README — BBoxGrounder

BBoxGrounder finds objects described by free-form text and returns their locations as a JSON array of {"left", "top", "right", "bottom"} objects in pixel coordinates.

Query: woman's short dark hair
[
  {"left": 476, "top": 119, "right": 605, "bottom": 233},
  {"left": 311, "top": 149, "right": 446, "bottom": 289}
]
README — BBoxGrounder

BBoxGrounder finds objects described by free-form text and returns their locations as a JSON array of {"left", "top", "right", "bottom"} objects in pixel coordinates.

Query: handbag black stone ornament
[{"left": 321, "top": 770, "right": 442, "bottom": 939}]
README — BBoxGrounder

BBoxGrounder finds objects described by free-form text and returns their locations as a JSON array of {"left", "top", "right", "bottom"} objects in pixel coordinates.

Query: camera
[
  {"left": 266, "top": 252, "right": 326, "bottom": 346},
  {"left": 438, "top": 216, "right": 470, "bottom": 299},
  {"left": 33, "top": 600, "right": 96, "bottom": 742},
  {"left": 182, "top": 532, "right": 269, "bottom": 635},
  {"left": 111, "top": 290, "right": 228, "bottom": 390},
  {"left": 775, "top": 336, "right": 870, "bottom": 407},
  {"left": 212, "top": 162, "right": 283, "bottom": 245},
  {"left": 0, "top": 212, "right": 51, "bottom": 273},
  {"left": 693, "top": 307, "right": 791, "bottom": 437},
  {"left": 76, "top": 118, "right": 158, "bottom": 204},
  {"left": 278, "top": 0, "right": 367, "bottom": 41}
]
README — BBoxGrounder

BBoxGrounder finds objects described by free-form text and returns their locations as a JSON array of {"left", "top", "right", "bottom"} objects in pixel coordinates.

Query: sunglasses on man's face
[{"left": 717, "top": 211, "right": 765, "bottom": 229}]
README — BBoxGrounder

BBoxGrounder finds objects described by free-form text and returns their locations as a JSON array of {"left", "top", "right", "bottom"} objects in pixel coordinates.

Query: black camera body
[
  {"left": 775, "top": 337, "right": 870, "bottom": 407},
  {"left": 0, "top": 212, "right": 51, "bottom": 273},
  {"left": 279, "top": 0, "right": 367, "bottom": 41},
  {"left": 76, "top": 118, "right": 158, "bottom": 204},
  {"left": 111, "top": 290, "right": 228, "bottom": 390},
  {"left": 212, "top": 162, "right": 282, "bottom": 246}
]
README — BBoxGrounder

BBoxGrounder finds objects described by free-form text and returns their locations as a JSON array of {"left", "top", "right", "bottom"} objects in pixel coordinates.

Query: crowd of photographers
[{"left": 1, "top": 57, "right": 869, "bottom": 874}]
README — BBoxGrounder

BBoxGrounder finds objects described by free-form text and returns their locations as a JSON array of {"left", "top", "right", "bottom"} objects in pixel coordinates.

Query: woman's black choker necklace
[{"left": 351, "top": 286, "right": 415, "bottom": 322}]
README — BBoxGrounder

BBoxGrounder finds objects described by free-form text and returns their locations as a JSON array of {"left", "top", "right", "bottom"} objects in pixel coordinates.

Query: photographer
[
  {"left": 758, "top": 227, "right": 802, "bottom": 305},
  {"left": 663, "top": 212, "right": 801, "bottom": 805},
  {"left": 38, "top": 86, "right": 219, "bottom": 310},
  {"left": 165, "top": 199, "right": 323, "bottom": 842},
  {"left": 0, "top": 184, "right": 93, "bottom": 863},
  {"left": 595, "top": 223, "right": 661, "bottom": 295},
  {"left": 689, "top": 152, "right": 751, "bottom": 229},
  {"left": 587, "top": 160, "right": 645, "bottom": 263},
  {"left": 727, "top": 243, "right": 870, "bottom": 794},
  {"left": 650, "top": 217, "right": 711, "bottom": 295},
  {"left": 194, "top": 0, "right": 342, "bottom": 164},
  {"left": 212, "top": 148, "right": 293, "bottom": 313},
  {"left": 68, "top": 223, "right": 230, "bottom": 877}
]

* * *

PROBLEM STATEMENT |
Type the entries out again so that they match exactly.

OUTPUT OF THE TASK |
README — BBoxGrounder

BBoxGrounder finds objects described by free-form text and returns their locations as a JSON array of {"left", "top", "right", "bottom"} objects in pixel coordinates.

Query: woman's short dark hair
[
  {"left": 476, "top": 119, "right": 605, "bottom": 233},
  {"left": 311, "top": 149, "right": 446, "bottom": 289}
]
README — BBoxGrounder

BBoxGrounder finds objects described by free-form text and returns their locations as a JSON array of {"left", "top", "right", "bottom"} objects in pixel coordinates.

Query: handbag black stone ornament
[{"left": 321, "top": 770, "right": 442, "bottom": 939}]
README — BBoxGrounder

BBoxGrounder finds objects described by free-form text and returns their locations as a JSON array of {"left", "top", "right", "bottom"} objects in pixel coordinates.

Query: camera
[
  {"left": 266, "top": 252, "right": 326, "bottom": 346},
  {"left": 438, "top": 216, "right": 470, "bottom": 299},
  {"left": 33, "top": 600, "right": 96, "bottom": 742},
  {"left": 182, "top": 532, "right": 269, "bottom": 635},
  {"left": 111, "top": 290, "right": 228, "bottom": 390},
  {"left": 775, "top": 336, "right": 870, "bottom": 407},
  {"left": 212, "top": 162, "right": 283, "bottom": 245},
  {"left": 0, "top": 212, "right": 51, "bottom": 273},
  {"left": 693, "top": 307, "right": 791, "bottom": 437},
  {"left": 76, "top": 118, "right": 158, "bottom": 204},
  {"left": 278, "top": 0, "right": 367, "bottom": 41}
]
README — BBoxGrounder

BBoxGrounder finds objects described by free-form text and returns their locations as a JSON array of {"left", "top", "right", "bottom"} objects in pixel coordinates.

Query: sunglasses on man's face
[{"left": 717, "top": 211, "right": 765, "bottom": 229}]
README — BBoxGrounder

BBoxGrounder finds objects described by free-form text and returns their locations as a JSON array of {"left", "top", "right", "bottom"} objects in pixel coordinates.

Query: black camera body
[
  {"left": 775, "top": 337, "right": 870, "bottom": 407},
  {"left": 0, "top": 212, "right": 51, "bottom": 273},
  {"left": 279, "top": 0, "right": 367, "bottom": 41},
  {"left": 76, "top": 118, "right": 158, "bottom": 204},
  {"left": 111, "top": 290, "right": 228, "bottom": 390},
  {"left": 212, "top": 162, "right": 282, "bottom": 246}
]
README — BBoxGrounder

BBoxGrounder finds objects described by free-form text and returns their locations as a JSON array of {"left", "top", "right", "bottom"} objects in pixel coordinates.

Query: crowd of photographers
[{"left": 1, "top": 57, "right": 869, "bottom": 874}]
README — BBoxGrounder

BBoxGrounder finds objects described by free-form text and returns their locations as a JSON array of {"left", "top", "right", "bottom"} objects in pixel coordinates.

Query: woman's black choker necklace
[{"left": 351, "top": 286, "right": 415, "bottom": 322}]
README — BBoxGrounder

BBoxGrounder finds objects described by free-form text and returns their locations as a JSON array of {"left", "top", "right", "bottom"} objects in pixel coordinates.

Query: photographer
[
  {"left": 758, "top": 227, "right": 802, "bottom": 305},
  {"left": 663, "top": 212, "right": 801, "bottom": 805},
  {"left": 38, "top": 86, "right": 219, "bottom": 310},
  {"left": 165, "top": 199, "right": 323, "bottom": 842},
  {"left": 0, "top": 184, "right": 93, "bottom": 863},
  {"left": 595, "top": 223, "right": 661, "bottom": 295},
  {"left": 689, "top": 152, "right": 751, "bottom": 229},
  {"left": 587, "top": 160, "right": 645, "bottom": 263},
  {"left": 727, "top": 243, "right": 870, "bottom": 794},
  {"left": 650, "top": 217, "right": 711, "bottom": 295},
  {"left": 194, "top": 0, "right": 342, "bottom": 164},
  {"left": 212, "top": 148, "right": 293, "bottom": 313},
  {"left": 68, "top": 223, "right": 230, "bottom": 877}
]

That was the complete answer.